EXERCISE OBJECTIVE - Reproduce the part of the forum thread about the European Car magazine story, starting with "## OC=OrangeCrush (Jan" and going on through "(May 19, 2011)".
[EXTRACT TO READ start]
This is pretty cool that European Car actually posted the story on the ol TTS on their site as well as the printed mag.

linky:
*[JUNE 2011 EUROPEAN CAR MAGAZINE]*


----------



## OC=OrangeCrush (Jan 26, 2011)

I did go out and buy the magazine a little while ago, but thanks for posting the link. At least the peeps who don't have access to the magazine on their local news rack can access it now. 
It's great that such an awesome car is getting the exposure it deserves. 

I might have to check out this car in person on the next road trip up to the Bay Area.... I can't seem to stay away from SF and the House of Prime Rib for too long. :laugh:


----------



## jzra (May 19, 2011)

iModTTS said:


> This is pretty cool that European Car actually posted the story on the ol TTS on their site as well as the printed mag.
[EXTRACT TO READ end]
[INFORMATION SUPPLIED start]
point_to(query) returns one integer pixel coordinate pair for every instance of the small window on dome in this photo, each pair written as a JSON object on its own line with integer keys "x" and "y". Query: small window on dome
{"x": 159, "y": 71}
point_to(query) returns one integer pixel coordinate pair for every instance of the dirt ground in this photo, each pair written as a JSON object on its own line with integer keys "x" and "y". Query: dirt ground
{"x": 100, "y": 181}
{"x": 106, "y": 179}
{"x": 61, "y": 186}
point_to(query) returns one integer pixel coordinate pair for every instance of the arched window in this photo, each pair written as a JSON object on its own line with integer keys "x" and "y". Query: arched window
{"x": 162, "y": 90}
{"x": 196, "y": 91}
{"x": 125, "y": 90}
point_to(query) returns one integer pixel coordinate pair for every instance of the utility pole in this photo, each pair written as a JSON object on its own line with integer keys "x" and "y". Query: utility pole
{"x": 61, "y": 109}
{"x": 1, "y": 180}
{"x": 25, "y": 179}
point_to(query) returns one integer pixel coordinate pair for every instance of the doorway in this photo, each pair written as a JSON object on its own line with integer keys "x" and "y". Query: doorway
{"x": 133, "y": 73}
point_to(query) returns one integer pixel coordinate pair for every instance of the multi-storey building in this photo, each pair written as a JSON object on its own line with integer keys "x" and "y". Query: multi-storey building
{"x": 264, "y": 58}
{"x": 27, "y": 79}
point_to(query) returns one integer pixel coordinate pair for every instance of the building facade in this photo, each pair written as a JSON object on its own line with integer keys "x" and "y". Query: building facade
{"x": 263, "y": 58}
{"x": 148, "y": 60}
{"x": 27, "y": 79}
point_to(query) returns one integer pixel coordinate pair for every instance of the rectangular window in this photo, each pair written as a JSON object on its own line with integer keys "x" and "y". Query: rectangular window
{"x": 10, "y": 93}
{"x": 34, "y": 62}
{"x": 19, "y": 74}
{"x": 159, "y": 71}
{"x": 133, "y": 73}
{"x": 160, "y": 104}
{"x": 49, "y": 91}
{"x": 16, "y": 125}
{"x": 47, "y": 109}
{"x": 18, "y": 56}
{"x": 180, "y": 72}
[INFORMATION SUPPLIED end]
SOLUTION TO THIS PROBLEM -
## OC=OrangeCrush (Jan 26, 2011)

I did go out and buy the magazine a little while ago, but thanks for posting the link. At least the peeps who don't have access to the magazine on their local news rack can access it now. 
It's great that such an awesome car is getting the exposure it deserves. 

I might have to check out this car in person on the next road trip up to the Bay Area.... I can't seem to stay away from SF and the House of Prime Rib for too long. :laugh:


----------



## jzra (May 19, 2011)